Transcreva literalmente o trecho da seleção situado entre "O verbo haver, quando" e "houveram... não .", inclusive.

Seleção:
########################################
19/05/2012

"O PORTUGUÊS PITORESCO" - Cap. 2 continuação

"HÁDES"

            As formas hádes e hádem são indesculpáveis corruptelas das formas hás-de e hão-de, do verbo haver – às vezes por distracção, outras vezes por ignorância. Recomenda-se uma revisão regular da velha Gramática, para evitar calinadas deste tipo.
           
"HOUVERAM"

            O verbo haver, quando significa existir (exemplo: há muita gente na rua), ou quando indica tempo decorrido (exemplo: há uma hora que espero), é impessoal, por isso apenas se conjuga na primeira pessoa do singular: há, havia, houve, haveria, haverá, etc. Assim, formas como houveram... não .

ELES "INTERVIAM"

            O verbo intervir conjuga-se como o verbo vir. É fácil não errar, recordando esta regra. Por isso, não se diz eles interviam, mas sim eles intervinham – e também se diz ele interveio, os outros intervieram, etc.
########################################
Dados fornecidos:
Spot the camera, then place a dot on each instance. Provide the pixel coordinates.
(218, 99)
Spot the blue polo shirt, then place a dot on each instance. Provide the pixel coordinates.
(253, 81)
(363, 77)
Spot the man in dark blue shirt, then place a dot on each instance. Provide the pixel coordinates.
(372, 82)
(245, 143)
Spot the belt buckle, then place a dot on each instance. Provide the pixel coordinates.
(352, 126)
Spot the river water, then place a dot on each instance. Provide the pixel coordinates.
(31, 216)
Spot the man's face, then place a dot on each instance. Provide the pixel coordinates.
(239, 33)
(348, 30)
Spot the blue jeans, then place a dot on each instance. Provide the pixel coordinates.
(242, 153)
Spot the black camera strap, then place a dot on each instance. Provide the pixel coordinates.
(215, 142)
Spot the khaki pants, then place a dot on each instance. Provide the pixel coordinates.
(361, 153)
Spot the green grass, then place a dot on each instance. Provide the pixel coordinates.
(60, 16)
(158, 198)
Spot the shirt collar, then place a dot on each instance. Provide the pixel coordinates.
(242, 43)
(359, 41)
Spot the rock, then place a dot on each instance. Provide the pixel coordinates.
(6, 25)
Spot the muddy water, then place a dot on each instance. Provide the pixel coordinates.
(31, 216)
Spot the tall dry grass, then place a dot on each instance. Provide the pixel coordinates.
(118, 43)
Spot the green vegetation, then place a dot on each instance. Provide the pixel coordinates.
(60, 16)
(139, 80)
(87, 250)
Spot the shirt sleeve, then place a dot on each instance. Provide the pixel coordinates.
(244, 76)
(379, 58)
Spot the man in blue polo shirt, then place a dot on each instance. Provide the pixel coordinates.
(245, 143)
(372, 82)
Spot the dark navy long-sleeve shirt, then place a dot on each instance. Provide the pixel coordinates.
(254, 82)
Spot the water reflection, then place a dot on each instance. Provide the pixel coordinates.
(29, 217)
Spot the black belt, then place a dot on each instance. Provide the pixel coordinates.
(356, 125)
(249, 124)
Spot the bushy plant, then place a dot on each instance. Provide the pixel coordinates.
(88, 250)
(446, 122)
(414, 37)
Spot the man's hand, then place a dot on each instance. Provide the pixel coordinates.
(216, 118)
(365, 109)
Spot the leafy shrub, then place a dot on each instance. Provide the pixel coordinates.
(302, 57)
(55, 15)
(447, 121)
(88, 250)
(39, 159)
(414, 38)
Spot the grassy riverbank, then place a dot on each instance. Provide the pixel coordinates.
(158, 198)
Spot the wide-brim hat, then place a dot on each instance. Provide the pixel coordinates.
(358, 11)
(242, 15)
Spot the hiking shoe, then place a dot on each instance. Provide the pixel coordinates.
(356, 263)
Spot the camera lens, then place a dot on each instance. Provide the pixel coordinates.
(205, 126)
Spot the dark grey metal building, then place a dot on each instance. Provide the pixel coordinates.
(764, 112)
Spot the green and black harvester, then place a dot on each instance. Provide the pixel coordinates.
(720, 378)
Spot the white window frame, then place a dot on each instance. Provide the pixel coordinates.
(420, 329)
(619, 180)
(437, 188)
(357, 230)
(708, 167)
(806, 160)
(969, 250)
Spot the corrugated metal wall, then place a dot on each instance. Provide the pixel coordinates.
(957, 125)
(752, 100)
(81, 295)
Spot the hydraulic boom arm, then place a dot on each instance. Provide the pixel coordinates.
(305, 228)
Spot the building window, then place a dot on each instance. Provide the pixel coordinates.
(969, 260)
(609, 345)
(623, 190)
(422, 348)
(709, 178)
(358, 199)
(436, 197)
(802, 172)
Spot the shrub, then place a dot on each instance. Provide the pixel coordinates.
########################################
Resposta esperada:
O verbo haver, quando significa existir (exemplo: há muita gente na rua), ou quando indica tempo decorrido (exemplo: há uma hora que espero), é impessoal, por isso apenas se conjuga na primeira pessoa do singular: há, havia, houve, haveria, haverá, etc. Assim, formas como houveram... não .